An exact transcription of all the data is required; the pictures are to be left out.

# [SUPPLIED INFORMATION]

******************************

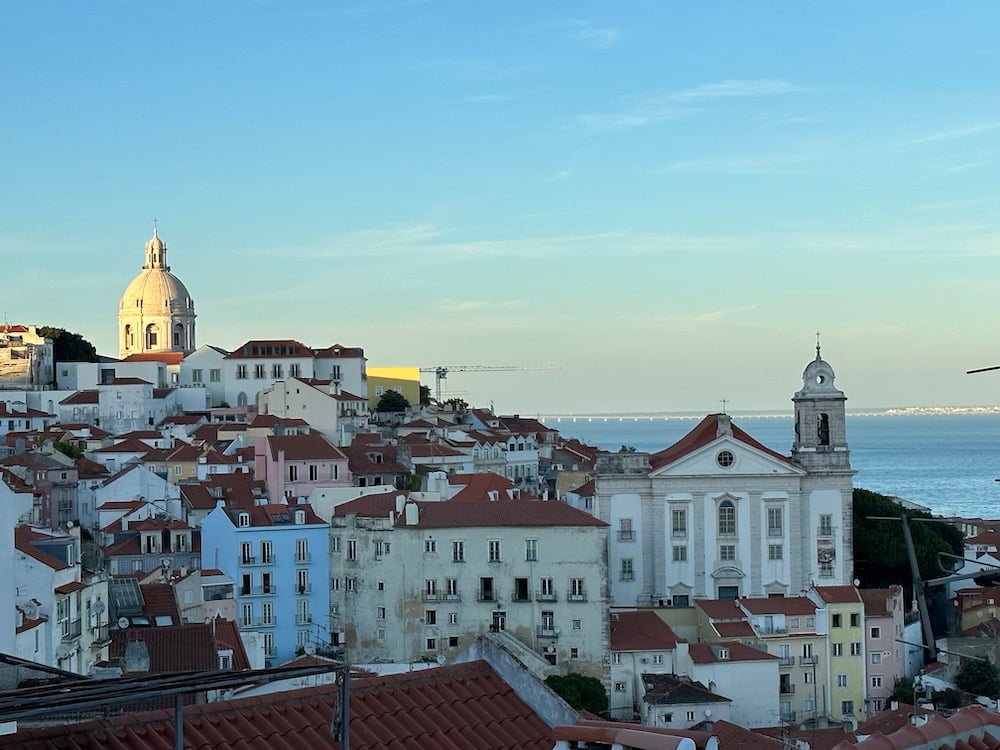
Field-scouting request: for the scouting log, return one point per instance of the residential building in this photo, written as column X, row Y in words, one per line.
column 420, row 579
column 719, row 515
column 156, row 313
column 278, row 555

******************************

# [RESPONSE TO THIS TASK]
Field-scouting request: for the scouting log, return one point per instance of the residential building in this photo, written as column X, row Y in words, one per line.
column 420, row 579
column 719, row 515
column 156, row 313
column 278, row 555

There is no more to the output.